▶ _Instructions for the task_
Count the lines of the records below that contain the string "Give", with case counting. How many are there? Reply with the number alone.

▶ _Task inputs_
⟨

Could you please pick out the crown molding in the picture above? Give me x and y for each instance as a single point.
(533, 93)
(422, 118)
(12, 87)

⟩
⟨

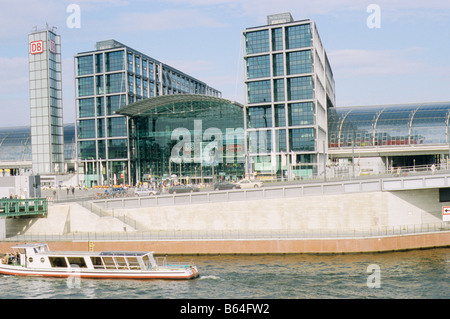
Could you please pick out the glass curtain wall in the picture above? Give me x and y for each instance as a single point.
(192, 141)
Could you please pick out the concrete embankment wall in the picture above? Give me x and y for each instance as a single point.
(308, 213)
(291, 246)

⟩

▶ _Complete response_
3